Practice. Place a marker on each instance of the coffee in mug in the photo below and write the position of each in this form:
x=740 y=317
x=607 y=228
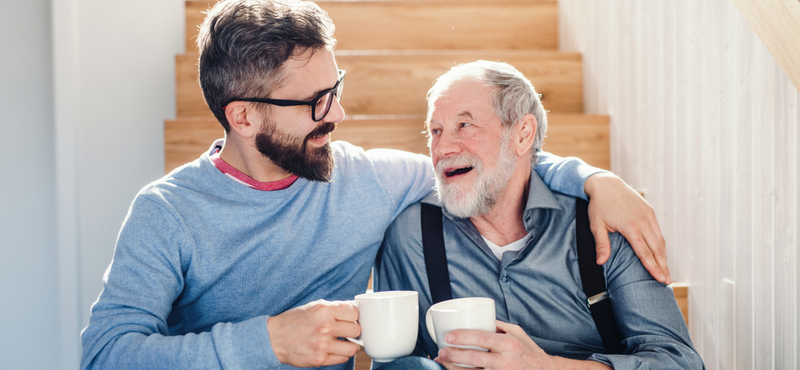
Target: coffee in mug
x=463 y=313
x=389 y=322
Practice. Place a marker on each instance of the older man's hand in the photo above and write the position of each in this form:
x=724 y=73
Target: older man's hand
x=509 y=349
x=615 y=206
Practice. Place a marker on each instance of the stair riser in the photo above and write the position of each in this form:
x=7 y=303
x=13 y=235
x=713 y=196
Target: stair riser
x=434 y=24
x=585 y=136
x=397 y=84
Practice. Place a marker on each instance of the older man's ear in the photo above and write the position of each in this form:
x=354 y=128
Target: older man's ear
x=525 y=134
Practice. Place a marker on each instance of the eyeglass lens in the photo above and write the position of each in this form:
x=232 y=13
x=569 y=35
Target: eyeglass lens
x=325 y=102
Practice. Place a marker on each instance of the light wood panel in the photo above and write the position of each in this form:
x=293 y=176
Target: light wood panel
x=707 y=121
x=395 y=82
x=585 y=136
x=777 y=23
x=681 y=291
x=430 y=24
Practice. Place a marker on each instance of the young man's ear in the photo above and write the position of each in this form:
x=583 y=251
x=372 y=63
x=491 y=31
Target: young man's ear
x=240 y=115
x=525 y=134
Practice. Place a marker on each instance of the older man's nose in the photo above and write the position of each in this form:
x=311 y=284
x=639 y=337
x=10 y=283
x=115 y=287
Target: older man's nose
x=448 y=144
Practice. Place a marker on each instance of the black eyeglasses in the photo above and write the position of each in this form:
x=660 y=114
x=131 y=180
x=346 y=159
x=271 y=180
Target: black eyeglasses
x=319 y=105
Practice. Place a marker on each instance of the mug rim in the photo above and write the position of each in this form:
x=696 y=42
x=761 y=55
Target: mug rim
x=387 y=294
x=475 y=302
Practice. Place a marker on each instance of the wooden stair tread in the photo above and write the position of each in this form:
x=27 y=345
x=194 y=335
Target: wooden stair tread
x=395 y=82
x=428 y=24
x=585 y=136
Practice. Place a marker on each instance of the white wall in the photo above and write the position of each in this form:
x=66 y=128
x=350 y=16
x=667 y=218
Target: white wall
x=28 y=289
x=706 y=123
x=85 y=86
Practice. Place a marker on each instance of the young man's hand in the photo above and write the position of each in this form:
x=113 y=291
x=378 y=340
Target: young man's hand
x=307 y=336
x=614 y=206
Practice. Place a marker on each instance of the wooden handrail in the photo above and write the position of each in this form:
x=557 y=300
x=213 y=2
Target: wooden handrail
x=777 y=23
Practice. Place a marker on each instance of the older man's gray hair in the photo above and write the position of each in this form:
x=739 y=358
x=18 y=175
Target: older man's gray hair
x=513 y=96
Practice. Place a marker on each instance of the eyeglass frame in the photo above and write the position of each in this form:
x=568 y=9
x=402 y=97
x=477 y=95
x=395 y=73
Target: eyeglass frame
x=312 y=103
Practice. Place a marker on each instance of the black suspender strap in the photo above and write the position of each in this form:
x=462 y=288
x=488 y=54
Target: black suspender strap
x=435 y=256
x=594 y=281
x=592 y=277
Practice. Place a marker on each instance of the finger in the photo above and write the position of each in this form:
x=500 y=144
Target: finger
x=467 y=357
x=335 y=360
x=447 y=365
x=479 y=338
x=342 y=348
x=658 y=247
x=345 y=329
x=343 y=311
x=601 y=240
x=645 y=254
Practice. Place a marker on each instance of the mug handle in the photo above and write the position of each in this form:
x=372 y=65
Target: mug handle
x=429 y=324
x=355 y=340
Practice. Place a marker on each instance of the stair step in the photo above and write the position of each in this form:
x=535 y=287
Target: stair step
x=396 y=82
x=428 y=24
x=581 y=135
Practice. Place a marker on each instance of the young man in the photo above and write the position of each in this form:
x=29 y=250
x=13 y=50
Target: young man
x=238 y=259
x=510 y=238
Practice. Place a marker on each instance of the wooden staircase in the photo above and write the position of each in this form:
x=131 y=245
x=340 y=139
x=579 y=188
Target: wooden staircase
x=393 y=50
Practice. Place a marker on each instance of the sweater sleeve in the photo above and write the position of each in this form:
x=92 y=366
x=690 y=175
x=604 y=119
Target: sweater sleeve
x=653 y=331
x=564 y=175
x=128 y=328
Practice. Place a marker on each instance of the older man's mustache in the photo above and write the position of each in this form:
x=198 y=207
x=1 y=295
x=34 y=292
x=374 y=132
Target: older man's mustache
x=455 y=166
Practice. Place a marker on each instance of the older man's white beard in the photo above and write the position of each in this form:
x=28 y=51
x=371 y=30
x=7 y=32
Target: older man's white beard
x=466 y=200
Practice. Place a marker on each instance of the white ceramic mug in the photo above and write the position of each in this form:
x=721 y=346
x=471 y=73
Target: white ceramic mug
x=463 y=313
x=389 y=322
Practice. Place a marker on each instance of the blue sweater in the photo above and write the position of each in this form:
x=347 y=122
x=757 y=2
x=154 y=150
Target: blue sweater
x=201 y=260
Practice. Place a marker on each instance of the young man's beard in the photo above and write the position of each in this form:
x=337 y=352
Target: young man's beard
x=293 y=154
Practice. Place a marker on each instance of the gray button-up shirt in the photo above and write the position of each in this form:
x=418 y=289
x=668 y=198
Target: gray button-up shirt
x=539 y=288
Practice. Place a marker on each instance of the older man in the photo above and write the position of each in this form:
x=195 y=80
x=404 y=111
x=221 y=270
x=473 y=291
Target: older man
x=238 y=259
x=508 y=237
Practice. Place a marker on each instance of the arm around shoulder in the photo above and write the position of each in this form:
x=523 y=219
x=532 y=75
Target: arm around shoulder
x=647 y=315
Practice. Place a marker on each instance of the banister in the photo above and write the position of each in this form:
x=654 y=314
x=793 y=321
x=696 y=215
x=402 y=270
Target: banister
x=777 y=24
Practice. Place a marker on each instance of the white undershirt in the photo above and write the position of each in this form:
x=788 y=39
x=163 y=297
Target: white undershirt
x=512 y=247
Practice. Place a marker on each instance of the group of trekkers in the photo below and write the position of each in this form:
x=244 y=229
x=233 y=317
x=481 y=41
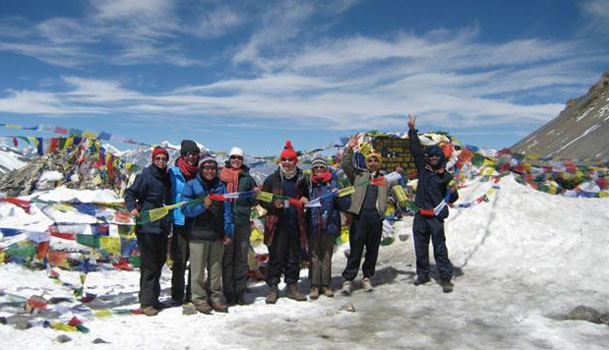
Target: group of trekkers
x=214 y=235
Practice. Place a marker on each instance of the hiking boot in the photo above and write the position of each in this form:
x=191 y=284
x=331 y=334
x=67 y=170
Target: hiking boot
x=421 y=280
x=347 y=288
x=294 y=294
x=367 y=285
x=314 y=293
x=273 y=295
x=327 y=291
x=219 y=307
x=204 y=308
x=447 y=285
x=159 y=306
x=149 y=310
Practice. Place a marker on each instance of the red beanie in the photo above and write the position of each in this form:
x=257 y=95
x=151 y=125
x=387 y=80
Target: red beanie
x=160 y=150
x=288 y=151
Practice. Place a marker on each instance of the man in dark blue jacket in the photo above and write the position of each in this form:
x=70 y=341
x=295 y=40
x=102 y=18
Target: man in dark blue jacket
x=433 y=193
x=150 y=190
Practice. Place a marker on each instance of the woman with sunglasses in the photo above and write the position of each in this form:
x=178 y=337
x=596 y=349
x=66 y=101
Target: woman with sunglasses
x=150 y=190
x=211 y=229
x=323 y=223
x=185 y=169
x=235 y=175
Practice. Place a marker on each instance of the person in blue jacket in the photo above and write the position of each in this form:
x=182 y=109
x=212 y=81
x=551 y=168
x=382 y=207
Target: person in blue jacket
x=323 y=223
x=150 y=190
x=210 y=230
x=432 y=189
x=186 y=168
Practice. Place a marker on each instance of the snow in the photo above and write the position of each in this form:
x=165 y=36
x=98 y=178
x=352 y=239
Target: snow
x=588 y=131
x=51 y=176
x=523 y=260
x=584 y=114
x=9 y=160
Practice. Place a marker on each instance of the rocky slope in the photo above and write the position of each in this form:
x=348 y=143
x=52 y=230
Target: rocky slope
x=581 y=130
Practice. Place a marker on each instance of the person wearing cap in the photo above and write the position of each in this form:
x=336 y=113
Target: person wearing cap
x=210 y=230
x=432 y=188
x=185 y=169
x=150 y=190
x=323 y=223
x=236 y=177
x=284 y=229
x=368 y=206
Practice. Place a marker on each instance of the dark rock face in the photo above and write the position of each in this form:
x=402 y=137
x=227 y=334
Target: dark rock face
x=584 y=313
x=581 y=130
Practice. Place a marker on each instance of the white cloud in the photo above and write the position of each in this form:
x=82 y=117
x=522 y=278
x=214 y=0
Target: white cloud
x=121 y=9
x=597 y=12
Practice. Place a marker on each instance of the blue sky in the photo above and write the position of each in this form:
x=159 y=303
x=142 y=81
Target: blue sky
x=255 y=73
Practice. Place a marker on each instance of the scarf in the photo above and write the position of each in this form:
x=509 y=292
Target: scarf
x=230 y=176
x=323 y=179
x=187 y=170
x=288 y=174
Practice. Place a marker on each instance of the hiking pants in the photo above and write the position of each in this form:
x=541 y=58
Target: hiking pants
x=366 y=229
x=424 y=228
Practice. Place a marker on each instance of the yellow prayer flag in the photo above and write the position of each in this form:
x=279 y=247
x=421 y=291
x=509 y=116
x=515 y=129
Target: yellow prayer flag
x=487 y=171
x=158 y=213
x=365 y=149
x=126 y=231
x=399 y=192
x=346 y=191
x=33 y=139
x=69 y=142
x=111 y=245
x=62 y=327
x=257 y=237
x=102 y=313
x=173 y=206
x=89 y=134
x=265 y=196
x=488 y=162
x=63 y=207
x=97 y=180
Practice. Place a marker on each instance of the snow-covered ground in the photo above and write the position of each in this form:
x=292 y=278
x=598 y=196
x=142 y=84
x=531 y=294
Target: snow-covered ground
x=523 y=260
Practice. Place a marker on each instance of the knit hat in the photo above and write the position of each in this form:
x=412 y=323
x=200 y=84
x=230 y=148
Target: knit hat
x=235 y=151
x=288 y=151
x=189 y=146
x=319 y=161
x=159 y=150
x=207 y=157
x=435 y=150
x=375 y=154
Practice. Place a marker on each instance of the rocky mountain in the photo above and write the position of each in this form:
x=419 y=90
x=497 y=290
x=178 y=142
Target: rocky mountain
x=12 y=158
x=581 y=130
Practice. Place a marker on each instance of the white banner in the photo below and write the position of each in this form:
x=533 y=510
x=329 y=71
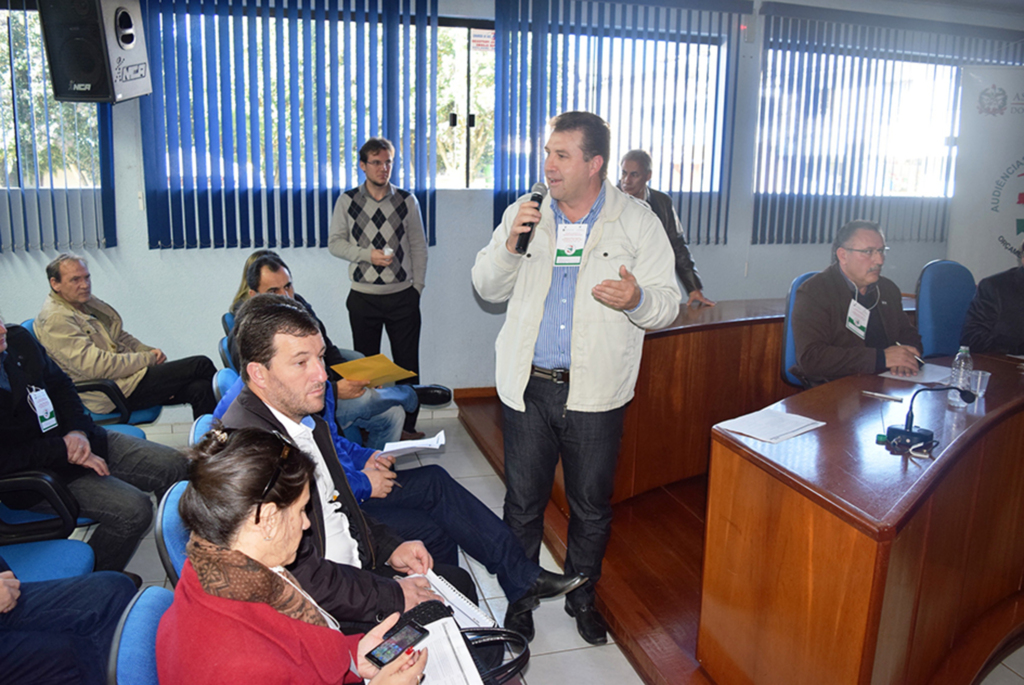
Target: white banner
x=986 y=215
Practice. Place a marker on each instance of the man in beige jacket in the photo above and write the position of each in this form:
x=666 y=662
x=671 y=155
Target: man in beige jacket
x=85 y=337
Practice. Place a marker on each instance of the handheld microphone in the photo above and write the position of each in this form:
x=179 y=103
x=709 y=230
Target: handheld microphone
x=914 y=434
x=539 y=190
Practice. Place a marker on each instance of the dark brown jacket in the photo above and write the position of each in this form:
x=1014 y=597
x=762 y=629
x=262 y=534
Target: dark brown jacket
x=825 y=348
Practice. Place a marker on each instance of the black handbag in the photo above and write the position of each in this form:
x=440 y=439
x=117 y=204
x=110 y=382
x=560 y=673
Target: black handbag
x=488 y=646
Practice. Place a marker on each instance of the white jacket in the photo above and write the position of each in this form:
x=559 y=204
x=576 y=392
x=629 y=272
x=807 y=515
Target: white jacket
x=606 y=343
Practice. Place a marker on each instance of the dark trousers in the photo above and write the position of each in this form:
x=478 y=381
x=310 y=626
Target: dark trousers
x=120 y=503
x=187 y=381
x=433 y=508
x=399 y=313
x=588 y=443
x=59 y=632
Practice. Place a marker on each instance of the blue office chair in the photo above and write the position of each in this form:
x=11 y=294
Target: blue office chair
x=222 y=382
x=48 y=559
x=133 y=652
x=225 y=354
x=172 y=536
x=944 y=292
x=788 y=346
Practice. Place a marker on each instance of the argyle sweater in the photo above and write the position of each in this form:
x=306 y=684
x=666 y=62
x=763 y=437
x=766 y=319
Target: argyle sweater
x=360 y=224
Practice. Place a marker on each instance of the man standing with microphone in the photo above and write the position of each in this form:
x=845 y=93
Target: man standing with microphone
x=596 y=272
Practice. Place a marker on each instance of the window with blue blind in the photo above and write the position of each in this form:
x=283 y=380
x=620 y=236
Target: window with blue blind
x=858 y=120
x=662 y=74
x=56 y=174
x=259 y=109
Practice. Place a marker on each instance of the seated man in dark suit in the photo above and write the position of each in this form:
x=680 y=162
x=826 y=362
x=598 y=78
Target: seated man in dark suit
x=109 y=473
x=59 y=632
x=995 y=319
x=849 y=318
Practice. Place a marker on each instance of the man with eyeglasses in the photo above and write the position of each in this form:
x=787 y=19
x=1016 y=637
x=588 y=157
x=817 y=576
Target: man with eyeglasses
x=378 y=228
x=849 y=318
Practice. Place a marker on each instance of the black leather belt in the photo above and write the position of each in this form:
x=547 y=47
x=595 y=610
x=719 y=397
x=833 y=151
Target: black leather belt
x=554 y=375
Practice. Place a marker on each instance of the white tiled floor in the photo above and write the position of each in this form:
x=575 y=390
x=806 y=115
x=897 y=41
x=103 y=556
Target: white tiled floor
x=558 y=654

- **Problem to solve**: Rewrite the records from the line containing "Practice. Place a marker on each instance of the white jacket" through the line containing "x=259 y=109", both lines included, swapping "argyle sweater" for "striped sweater" wherever it occurs and leaving everything else unchanged. Give only those lines.

- **Expected output**:
Practice. Place a marker on each instance of the white jacket in the photo above and write the position of each in this form:
x=559 y=204
x=576 y=392
x=629 y=272
x=807 y=515
Target: white jacket
x=606 y=343
Practice. Place a marker on each instance of the dark trousers in the photo above and write the position of each in this form:
x=478 y=381
x=310 y=626
Target: dark trousers
x=120 y=503
x=187 y=381
x=433 y=508
x=399 y=313
x=588 y=443
x=59 y=632
Practice. Place a marker on each instance of the blue office chair in the photo above and write the position of each in this form:
x=11 y=294
Target: blue office chair
x=222 y=382
x=48 y=559
x=133 y=652
x=225 y=354
x=172 y=536
x=944 y=292
x=788 y=346
Practice. Place a marker on each instance of the striped sweater in the photo above and write the position of each in this form:
x=306 y=684
x=666 y=62
x=763 y=437
x=766 y=319
Target: striped sweater
x=360 y=224
Practice. Place a marker on each instance of the man standing with microphone in the photo above and write the position of each in this form:
x=845 y=93
Target: man standing with microphone
x=596 y=272
Practice. Place a marker on each instance of the window with blue blind in the photo above and write the position of each in this form:
x=283 y=380
x=620 y=236
Target: window with blue blind
x=858 y=120
x=662 y=74
x=56 y=174
x=259 y=109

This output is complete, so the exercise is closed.